• _Consigne A_: Les affirmations suivantes concordent-elles avec l'extrait sur le litige Oscaro.com–Bosch ? (i) La campagne radio d'Oscaro.com annonçait que tout Bosch était en promo. (ii) Les sociétés Bosch ont assigné Oscaro.com uniquement pour concurrence déloyale. (iii) La Cour estime qu'Oscaro.com ne peut pas se prévaloir de l'épuisement des droits. Pour chacune, répondez par oui ou par non en citant textuellement les mots décisifs de l'extrait.
• _Consigne B_: Extrayez de l'extrait sur le litige Oscaro.com–Bosch le passage qui va de « droit des marques » jusqu'à « de cette promotion. » inclus, sans rien y changer.

• _Extrait fourni_:
↓

Publié le 02 juillet 2014 par Gerardhaas

droit des marques - vente piece vehiculeA propos de CA Paris, 18 juin 2014

Le droit de revendre des produits marqués licitement acquis, posé à l’article L.713-4 du code de la propriété intellectuelle, s’étend au droit, pour le revendeur, de faire la promotion des produits marqués et d’utiliser la marque pour les besoins de cette promotion.

L’arrêt rendu par la Cour d’appel de Paris dans un litige opposant la société Oscaro.com, spécialisée dans la vente en ligne de pièces et accessoires automobiles à prix discount, aux sociétés Robert Bosch Gmbh et Robert Bosch France illustre les conflits qui peuvent naître entre les titulaires de marques et les pure players qui perturbent les réseaux de distribution classiques de ces marques en pratiquant des offres commerciales aux prix alléchants pour le consommateur.

En l’espèce, les sociétés Bosch, respectivement titulaires des marques Bosch et distributeurs exclusifs en France des produits des marques « Bosch » ont vu d’un mauvais œil une campagne publicitaire de la société Oscaro.com diffusée à la radio utilisant l’accroche « en ce moment sur Oscaro.com, tout Bosch est en promo » et l’usage massif et selon elles abusif des marques « Bosch » sur son site Web.

Après avoir fait constater les faits litigieux, les sociétés Bosch ont donc assigné la société Oscaro.com en contrefaçon de marque et concurrence déloyale.

Sur la contrefaçon de marque, la Cour considère que la société Oscaro.com peut se prévaloir de la règle dite de l’épuisement des droits dès lors que les produits vendus sur son site sous la marque Bosch sont des produits authentiques acquis licitement.

L’article L. 713-4 du Code de la propriété intellectuelle prévoit en effet que « le droit conféré par la marque ne permet pas à son titulaire d’interdire l’usage de celle-ci pour des produits qui ont été mis dans le commerce dans la Communauté économique européenne ou dans l’Espace économique européen sous cette marque par le titulaire ou avec son consentement ».

Toutefois, les sociétés Bosch invoquent le bénéfice de l’alinéa de l’article L. 713-4 du Code de la propriété intellectuelle qui pose une exception au principe de l’épuisement des droits : « Toutefois, faculté reste alors ouverte au propriétaire de s’opposer à tout nouvel acte de commercialisation s’il justifie de motifs légitimes, tenant notamment à la modification ou à l’altération, ultérieurement intervenue, de l’état des produits ».

↑

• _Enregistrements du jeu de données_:
↓

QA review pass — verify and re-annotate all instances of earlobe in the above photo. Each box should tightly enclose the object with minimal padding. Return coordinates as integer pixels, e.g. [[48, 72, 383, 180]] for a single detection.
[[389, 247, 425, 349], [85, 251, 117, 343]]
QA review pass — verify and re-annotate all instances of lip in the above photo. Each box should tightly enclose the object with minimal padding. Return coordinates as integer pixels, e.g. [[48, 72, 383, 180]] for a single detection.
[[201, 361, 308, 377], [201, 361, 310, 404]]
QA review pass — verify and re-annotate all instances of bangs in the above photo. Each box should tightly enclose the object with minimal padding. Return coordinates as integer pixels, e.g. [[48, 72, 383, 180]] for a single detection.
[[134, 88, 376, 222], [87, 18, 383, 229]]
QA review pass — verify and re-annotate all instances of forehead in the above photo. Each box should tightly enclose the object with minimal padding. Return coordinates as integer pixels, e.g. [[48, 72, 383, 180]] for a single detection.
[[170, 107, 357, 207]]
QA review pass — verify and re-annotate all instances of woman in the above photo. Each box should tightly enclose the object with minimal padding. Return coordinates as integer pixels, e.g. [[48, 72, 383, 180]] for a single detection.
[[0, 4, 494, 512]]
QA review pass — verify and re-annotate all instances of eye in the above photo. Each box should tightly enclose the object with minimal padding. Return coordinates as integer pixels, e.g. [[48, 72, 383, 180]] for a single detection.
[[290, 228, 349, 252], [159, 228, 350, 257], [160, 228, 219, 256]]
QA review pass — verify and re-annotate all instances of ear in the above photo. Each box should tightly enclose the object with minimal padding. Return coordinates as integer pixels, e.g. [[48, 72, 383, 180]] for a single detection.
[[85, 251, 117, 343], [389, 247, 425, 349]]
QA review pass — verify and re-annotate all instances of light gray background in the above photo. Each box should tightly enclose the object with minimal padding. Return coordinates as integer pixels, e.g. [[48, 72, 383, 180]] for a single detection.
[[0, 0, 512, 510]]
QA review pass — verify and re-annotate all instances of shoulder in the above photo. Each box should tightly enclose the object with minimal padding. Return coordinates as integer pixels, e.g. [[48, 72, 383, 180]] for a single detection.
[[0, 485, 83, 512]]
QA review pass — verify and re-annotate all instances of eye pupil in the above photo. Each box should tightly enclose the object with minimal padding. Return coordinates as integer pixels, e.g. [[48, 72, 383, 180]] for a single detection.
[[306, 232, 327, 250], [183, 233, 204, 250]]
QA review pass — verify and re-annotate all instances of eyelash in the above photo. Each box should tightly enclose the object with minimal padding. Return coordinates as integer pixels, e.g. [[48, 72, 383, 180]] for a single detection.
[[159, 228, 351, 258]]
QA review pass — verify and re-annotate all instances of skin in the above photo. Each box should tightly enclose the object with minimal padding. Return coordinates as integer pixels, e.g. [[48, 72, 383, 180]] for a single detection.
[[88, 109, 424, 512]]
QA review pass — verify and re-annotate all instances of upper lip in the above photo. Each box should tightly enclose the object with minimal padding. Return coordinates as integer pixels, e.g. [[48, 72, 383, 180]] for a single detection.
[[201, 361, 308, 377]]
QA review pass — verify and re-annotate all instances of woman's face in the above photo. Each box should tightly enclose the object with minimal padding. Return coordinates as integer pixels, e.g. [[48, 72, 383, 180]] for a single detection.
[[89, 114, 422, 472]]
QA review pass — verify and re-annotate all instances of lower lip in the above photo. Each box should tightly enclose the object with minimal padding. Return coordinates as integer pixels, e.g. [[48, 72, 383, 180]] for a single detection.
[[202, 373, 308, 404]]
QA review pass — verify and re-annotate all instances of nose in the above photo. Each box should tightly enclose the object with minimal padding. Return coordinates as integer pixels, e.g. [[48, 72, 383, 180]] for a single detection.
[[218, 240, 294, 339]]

↑

• _Résultat A_:
(i) Oui : « utilisant l’accroche « en ce moment sur Oscaro.com, tout Bosch est en promo » »
(ii) Non : « ont donc assigné la société Oscaro.com en contrefaçon de marque et concurrence déloyale »
(iii) Non : « la Cour considère que la société Oscaro.com peut se prévaloir de la règle dite de l’épuisement des droits »

• _Résultat B_:
droit des marques - vente piece vehiculeA propos de CA Paris, 18 juin 2014

Le droit de revendre des produits marqués licitement acquis, posé à l’article L.713-4 du code de la propriété intellectuelle, s’étend au droit, pour le revendeur, de faire la promotion des produits marqués et d’utiliser la marque pour les besoins de cette promotion.